WHAT THE TASK REQUIRES ->
Copy the material word for word, starting with the line that contains "the gold spoon" and going on through its last line.

_ _ _ _ _ _ _

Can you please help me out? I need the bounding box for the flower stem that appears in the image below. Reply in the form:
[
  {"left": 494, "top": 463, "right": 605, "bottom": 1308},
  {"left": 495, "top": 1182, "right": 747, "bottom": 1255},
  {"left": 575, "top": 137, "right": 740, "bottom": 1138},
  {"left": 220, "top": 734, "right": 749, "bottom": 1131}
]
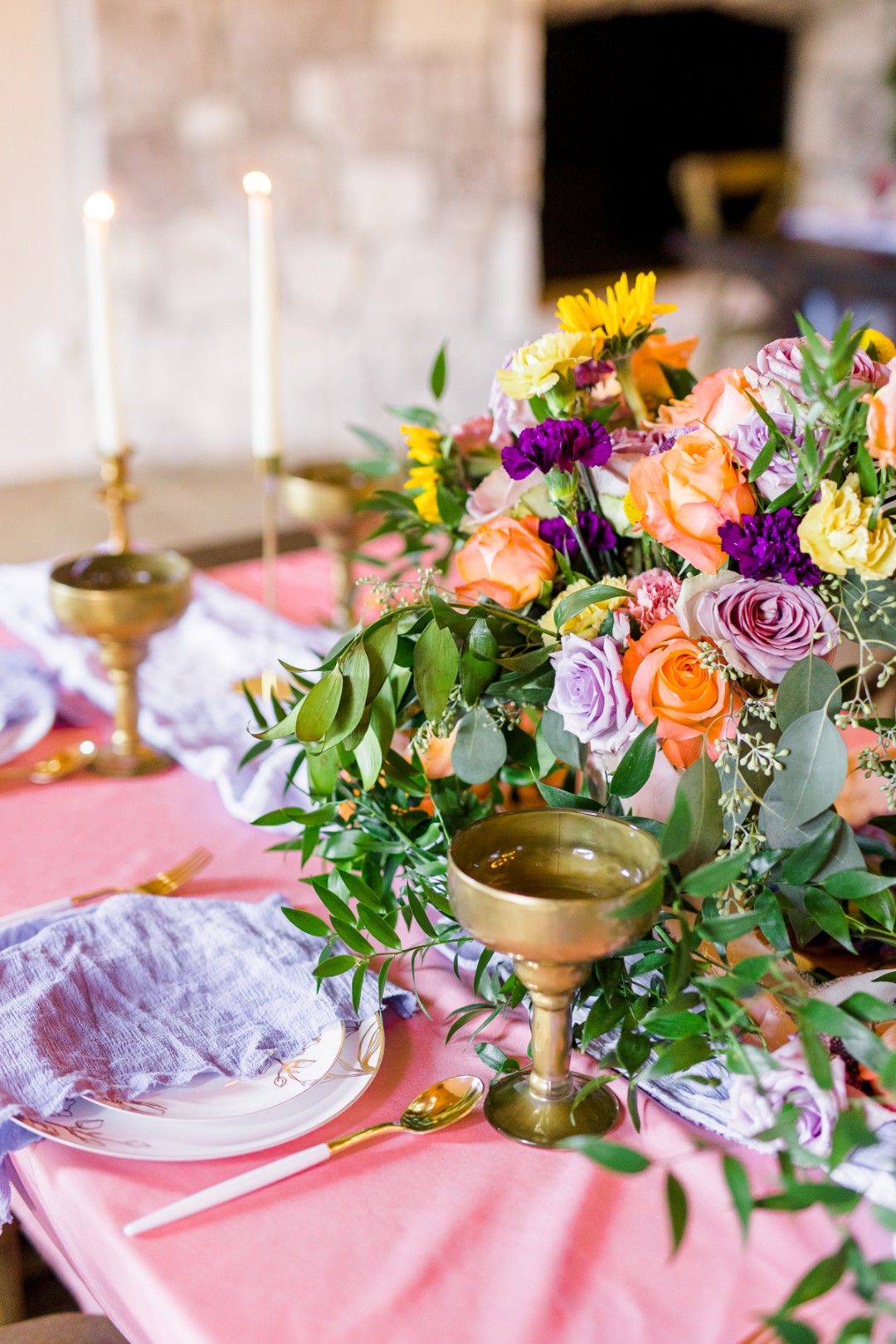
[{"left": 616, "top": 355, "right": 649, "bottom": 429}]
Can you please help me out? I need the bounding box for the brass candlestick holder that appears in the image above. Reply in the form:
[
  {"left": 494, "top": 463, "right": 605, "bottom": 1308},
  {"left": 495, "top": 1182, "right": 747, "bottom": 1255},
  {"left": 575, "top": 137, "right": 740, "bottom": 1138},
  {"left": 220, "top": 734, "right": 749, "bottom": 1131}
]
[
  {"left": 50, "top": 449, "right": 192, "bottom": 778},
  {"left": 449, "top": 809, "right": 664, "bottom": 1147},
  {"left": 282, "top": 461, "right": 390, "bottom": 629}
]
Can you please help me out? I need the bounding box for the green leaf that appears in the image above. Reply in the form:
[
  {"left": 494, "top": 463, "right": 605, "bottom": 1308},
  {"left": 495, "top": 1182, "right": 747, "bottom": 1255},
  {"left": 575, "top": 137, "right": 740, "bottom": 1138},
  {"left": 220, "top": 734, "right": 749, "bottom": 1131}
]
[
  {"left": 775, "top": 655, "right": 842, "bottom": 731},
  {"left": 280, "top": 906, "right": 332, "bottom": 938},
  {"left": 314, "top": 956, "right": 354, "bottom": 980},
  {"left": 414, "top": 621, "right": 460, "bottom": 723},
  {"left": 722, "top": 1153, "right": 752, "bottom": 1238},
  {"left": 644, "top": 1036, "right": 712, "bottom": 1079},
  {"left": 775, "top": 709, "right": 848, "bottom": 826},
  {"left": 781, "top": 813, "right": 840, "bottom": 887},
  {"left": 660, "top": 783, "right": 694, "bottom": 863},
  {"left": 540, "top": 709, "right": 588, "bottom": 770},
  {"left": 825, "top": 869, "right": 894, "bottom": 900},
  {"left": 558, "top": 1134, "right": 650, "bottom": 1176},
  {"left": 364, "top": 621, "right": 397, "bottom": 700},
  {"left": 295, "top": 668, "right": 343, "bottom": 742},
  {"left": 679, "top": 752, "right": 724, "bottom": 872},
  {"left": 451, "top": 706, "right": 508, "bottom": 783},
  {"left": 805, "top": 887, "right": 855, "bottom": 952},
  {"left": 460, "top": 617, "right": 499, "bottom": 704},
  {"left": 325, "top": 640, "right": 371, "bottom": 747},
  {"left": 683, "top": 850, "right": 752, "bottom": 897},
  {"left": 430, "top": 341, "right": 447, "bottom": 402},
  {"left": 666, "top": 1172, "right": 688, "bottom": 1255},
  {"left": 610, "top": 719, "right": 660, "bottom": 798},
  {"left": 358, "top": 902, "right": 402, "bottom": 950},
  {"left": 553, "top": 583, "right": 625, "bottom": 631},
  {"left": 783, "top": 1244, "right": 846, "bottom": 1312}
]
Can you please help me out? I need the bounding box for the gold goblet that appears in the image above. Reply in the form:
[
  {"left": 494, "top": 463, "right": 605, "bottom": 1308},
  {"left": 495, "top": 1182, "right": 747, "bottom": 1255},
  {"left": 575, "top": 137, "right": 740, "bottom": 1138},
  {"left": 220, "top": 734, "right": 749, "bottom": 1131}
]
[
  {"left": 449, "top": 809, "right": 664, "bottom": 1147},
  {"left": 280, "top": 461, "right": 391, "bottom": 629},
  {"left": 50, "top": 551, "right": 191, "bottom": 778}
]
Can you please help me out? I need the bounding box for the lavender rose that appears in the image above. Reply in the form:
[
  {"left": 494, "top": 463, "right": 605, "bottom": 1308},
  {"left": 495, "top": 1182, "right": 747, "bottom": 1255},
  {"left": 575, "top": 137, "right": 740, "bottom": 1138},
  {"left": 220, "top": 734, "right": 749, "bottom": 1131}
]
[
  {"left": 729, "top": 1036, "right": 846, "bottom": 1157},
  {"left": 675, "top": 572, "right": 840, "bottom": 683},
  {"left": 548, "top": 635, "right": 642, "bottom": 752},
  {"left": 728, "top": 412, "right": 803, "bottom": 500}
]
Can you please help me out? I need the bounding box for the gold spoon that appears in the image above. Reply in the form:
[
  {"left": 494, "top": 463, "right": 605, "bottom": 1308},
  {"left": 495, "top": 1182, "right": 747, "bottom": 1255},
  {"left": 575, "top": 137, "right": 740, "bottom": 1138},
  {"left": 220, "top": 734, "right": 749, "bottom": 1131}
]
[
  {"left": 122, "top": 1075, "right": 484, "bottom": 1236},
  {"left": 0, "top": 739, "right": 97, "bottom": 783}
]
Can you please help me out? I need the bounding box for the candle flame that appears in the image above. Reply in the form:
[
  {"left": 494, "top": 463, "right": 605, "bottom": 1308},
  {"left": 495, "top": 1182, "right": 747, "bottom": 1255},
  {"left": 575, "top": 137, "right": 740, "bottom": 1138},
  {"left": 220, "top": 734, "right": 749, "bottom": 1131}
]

_ _ _ _ _ _ _

SOLUTION BELOW ->
Can you please help me out? I need the bounding box for the gold spoon that appears in the image above. Reply in the form:
[
  {"left": 494, "top": 463, "right": 605, "bottom": 1308},
  {"left": 495, "top": 1182, "right": 747, "bottom": 1255},
  {"left": 575, "top": 137, "right": 740, "bottom": 1138},
  {"left": 220, "top": 734, "right": 749, "bottom": 1131}
]
[
  {"left": 122, "top": 1075, "right": 484, "bottom": 1236},
  {"left": 0, "top": 739, "right": 97, "bottom": 783}
]
Can you please help me out? I need the bounding box for the candle flame that appears in the image above. Reply in the form:
[
  {"left": 494, "top": 463, "right": 605, "bottom": 1308},
  {"left": 495, "top": 1182, "right": 747, "bottom": 1255},
  {"left": 575, "top": 137, "right": 740, "bottom": 1138},
  {"left": 220, "top": 734, "right": 749, "bottom": 1131}
]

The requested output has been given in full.